Ziel der Aufgabe:
Setze den Forumsbeitrag zum Belly Boat nach seinem letzten Satz fort.

Vorgegebener Text:
────────────────────

# Belly Boat - Grundfragen



## Favory (28. Mai 2019)

Hallo zusammen,

bei uns im Verein sind Bootsliegeplätze mit Wartelisten, Plaketten, diversen Auflagen und natürlich auch mit den Anschaffungskosten eines Bootes verbunden. 
Ich hatte mich daher bereits als Uferangler abgefunden und die interessanten Spots als unerreichbar eingestuft.

Nun bin ich bei Decathlon über deren BellyBoat gestolpert, was einen guten Eindruck auf mich macht. Ich wäre flexibel und könnte dies an 4 Vereinsseen einsetzen. 

Nur leider habe ich hierzu absolut keine Ahnung. 
Auch weiß ich nicht, ob mir die BellyBoat-Fischerei überhaupt Spaß macht und somit wollte ich dies möglichst günstig testen. 

Wäre hierzu im ersten Step das BellyBoat, eine Neoprenhose, Neoprensocken und ein paar Flossen ausreichend ? 
Oder sollte die Neoprenhose definitiv bis zur Brust gehen, sprich Wathose ? 

Im zweiten Step sollte dann ein Lowrance Hook2 GPS montiert werden.
Wie schütze ich allerdings die Echolotbatterie effektiv vor Wasser ? 
Welche Lösung setzt ihr hierfür ein ?

────────────────────

Angezeigte Informationen:
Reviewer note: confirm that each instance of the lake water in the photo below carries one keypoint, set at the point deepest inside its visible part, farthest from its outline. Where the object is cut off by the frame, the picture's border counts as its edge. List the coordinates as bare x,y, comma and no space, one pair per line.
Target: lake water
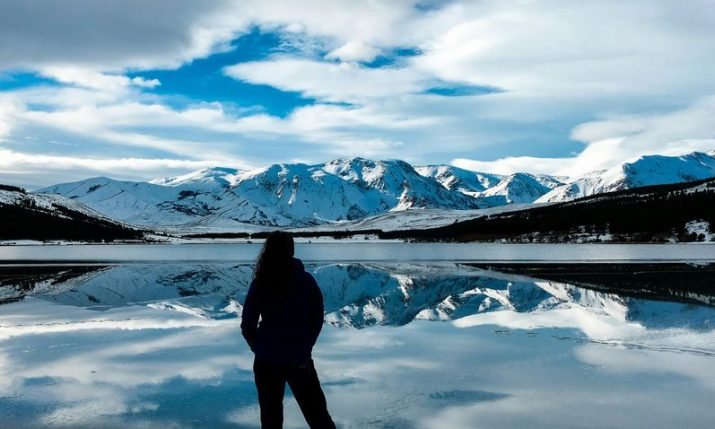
413,341
365,251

────────────────────

Ergebnis:
Besten Dank im Voraus 

VG


----------



## Gelöschtes Mitglied 150887 (28. Mai 2019)

Moin, wenn du dir nicht sicher bist, kannst du dir ein Bellyboot ja erstmal leihen, es gibt hier bei uns mehrere Möglichkeiten dazu, bis hin zu geführten Touren. Wie es bei euch ist, kann ich dir nicht sagen, da musst du schauen. Im Sommer braucht es keine Neoprenhose, ich war auch schon mit Badehose im Belly unterwegs.

Mit einer hüfthohen Hose würde bei manchem Belly gehen, bei anderen wirst du nass, das hängt von der Konstruktion ab, ich finde  die hohen Schnitte aber funktionaler.
Für die Batterien gibt es wasserdichte Taschen oder Koffer das geht ganz einfach. Ich baue mir gerade was dazu und werde es auch hier vorstellen, wenn es fertig ist. Ich werde mal versuchen, mit einem Powerpack klar zu kommen, spart Gewicht und Platz.

Wenn ich mir ein Belly kaufen würde, wäre es immer eins aus PVC, weil man dort recht einfach viel Zubehör bekommt und weil es schnell und leicht trocknet. Das Powerpack kommt bei mir vorne in eine Ablage, aber auch in den mitgelieferten Taschen geht das.

Ich finde Bellyboot mittlerweile besser als ein größeres und möchte es nicht missen.


----------



## trawar (28. Mai 2019)

Welches ist das denn von Decathlon hast du mal einen Link?


----------



## Favory (28. Mai 2019)

Hier der Artikellink. Schaut meiner Meinung nach nicht verkehrt aus, was meint ihr ? 
https://www.decathlon.de/p/belly-bo...MIksP5qaq74gIVgrHtCh1nPgezEAQYASABEgJ_ZfD_BwE


----------



## trawar (28. Mai 2019)

Meine Persönliche Meinung, wer das kauft und spaß an Bellyangeln hat, der kauft danach noch eins und zwar ein besseres.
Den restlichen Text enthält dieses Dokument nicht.